> _What is being asked_: Starting with the line that has "Locate every instance of the sparrow" in it, repeat every line through the last one, word for word, and give nothing more.

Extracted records
+ + + + + + +

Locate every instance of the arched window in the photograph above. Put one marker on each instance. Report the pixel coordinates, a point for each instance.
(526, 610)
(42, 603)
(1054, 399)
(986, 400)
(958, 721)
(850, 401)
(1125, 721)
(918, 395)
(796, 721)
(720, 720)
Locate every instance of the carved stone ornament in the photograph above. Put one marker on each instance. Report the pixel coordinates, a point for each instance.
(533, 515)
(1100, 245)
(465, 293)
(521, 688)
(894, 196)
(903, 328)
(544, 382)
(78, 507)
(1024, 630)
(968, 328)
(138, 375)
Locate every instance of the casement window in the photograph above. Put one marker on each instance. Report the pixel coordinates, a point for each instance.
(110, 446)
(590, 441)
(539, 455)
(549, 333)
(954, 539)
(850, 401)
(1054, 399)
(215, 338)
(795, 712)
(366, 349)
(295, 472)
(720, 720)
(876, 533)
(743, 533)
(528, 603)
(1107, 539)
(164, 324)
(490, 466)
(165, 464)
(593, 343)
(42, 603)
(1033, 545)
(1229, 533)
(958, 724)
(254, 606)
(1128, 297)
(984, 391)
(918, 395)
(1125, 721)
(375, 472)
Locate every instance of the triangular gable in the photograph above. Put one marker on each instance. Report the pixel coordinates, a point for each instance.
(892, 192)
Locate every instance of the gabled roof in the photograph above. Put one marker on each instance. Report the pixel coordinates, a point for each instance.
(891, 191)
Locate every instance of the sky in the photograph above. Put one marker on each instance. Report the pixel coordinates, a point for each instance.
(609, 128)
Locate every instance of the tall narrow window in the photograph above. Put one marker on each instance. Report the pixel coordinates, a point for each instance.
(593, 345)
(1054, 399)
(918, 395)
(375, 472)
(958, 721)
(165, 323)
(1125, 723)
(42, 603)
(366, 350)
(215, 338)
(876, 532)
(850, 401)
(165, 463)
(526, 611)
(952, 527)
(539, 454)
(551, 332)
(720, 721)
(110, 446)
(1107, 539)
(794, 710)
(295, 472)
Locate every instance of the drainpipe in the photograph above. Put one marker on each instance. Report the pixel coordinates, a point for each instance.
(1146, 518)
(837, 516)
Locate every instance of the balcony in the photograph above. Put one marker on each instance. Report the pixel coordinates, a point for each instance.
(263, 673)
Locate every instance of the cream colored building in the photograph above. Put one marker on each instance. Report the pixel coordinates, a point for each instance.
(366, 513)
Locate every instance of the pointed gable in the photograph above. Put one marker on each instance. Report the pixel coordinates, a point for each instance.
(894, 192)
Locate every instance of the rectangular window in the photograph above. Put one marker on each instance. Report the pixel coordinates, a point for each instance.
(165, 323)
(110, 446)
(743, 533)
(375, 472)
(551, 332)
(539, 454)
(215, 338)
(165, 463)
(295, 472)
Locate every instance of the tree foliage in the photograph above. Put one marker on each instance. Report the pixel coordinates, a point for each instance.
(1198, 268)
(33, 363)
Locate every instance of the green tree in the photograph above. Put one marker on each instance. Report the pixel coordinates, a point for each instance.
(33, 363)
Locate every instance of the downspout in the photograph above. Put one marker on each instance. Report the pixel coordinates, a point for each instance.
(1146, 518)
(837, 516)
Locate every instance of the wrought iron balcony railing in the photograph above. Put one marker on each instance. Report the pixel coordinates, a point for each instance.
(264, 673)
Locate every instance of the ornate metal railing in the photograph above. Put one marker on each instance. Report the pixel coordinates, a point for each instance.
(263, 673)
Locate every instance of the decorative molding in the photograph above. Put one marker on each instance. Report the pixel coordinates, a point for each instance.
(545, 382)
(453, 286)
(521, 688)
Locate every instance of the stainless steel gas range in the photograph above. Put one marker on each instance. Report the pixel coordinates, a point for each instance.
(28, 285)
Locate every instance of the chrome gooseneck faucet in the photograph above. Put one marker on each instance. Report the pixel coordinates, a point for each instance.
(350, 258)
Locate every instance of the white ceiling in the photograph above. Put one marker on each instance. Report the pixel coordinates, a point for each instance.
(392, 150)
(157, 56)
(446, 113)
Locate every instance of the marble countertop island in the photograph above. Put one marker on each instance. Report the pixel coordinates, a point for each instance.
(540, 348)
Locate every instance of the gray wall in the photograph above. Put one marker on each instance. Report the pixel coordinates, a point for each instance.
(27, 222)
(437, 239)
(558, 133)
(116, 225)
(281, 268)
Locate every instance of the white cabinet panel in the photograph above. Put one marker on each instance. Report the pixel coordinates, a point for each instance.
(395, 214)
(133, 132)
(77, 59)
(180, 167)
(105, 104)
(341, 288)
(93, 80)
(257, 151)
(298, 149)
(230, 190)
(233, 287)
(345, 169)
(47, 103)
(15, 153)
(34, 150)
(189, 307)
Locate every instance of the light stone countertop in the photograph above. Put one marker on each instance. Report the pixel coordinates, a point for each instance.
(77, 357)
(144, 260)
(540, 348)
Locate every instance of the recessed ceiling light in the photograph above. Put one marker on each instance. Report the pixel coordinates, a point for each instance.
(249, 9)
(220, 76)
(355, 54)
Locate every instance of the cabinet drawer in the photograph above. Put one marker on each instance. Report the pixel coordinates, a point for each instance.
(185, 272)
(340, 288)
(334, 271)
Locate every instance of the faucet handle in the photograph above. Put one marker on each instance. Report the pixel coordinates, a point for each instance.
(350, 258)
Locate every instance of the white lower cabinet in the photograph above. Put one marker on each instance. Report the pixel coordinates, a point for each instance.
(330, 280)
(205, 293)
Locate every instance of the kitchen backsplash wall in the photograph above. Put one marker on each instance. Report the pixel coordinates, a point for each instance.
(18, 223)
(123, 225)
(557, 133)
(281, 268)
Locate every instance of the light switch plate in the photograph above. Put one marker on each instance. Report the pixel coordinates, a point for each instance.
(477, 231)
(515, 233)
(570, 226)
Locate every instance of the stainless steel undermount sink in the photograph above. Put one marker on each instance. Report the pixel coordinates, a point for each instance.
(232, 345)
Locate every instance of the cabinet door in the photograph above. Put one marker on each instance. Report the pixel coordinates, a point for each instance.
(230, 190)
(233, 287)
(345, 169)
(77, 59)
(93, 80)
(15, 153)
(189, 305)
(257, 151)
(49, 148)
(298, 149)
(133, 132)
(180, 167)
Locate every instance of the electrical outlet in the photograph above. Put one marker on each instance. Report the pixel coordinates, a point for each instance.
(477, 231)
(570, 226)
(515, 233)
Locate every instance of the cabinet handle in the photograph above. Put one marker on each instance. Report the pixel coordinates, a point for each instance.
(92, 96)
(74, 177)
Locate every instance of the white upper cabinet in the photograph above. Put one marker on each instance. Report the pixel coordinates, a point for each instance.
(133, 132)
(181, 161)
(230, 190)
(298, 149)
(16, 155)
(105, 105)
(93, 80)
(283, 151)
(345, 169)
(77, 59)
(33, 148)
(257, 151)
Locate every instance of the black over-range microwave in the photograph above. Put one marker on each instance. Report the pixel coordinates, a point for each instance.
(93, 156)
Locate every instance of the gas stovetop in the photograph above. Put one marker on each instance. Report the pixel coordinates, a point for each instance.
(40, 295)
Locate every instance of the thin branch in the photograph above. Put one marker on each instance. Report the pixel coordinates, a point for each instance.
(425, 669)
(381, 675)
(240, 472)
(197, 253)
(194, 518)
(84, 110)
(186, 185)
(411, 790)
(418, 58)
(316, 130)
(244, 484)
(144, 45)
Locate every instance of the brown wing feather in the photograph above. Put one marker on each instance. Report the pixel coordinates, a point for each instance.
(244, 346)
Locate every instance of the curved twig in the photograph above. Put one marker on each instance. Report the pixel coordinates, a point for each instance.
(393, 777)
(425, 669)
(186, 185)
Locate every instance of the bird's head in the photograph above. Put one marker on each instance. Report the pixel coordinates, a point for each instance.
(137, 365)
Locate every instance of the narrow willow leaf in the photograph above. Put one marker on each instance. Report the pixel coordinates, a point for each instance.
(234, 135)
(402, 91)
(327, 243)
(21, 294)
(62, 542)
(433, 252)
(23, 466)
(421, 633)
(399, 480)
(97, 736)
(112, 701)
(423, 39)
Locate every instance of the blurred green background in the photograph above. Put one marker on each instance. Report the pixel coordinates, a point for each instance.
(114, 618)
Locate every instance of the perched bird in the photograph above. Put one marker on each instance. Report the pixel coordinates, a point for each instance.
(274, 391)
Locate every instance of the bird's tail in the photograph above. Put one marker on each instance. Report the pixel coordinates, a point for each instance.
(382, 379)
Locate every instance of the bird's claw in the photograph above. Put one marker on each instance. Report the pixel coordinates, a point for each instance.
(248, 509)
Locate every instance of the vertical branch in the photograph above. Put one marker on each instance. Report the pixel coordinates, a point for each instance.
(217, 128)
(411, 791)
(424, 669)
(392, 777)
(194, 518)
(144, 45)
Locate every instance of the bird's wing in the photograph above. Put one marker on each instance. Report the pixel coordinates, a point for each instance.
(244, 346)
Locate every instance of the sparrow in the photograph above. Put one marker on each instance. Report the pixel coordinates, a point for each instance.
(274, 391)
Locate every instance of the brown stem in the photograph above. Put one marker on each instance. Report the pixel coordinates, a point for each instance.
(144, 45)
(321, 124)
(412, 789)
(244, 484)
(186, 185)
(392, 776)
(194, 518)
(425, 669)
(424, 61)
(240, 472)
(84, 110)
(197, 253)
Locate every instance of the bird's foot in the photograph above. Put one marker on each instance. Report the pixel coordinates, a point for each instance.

+ + + + + + +

> _Solution to the problem_:
Locate every instance of the sparrow in the photograph above. Put one marker on each instance. Report the pixel coordinates, a point for each instance.
(274, 391)
Locate every instance of the brown stem in the photograph above. Put one marker on each instance. Report the pixel coordinates, a point for each instance.
(144, 45)
(321, 124)
(412, 789)
(244, 484)
(186, 185)
(392, 776)
(194, 518)
(425, 669)
(424, 61)
(240, 472)
(84, 110)
(197, 253)
Locate every instance of the bird's foot in the photograph above. Put one marker on each instance. Report the pixel coordinates, a point for each instance.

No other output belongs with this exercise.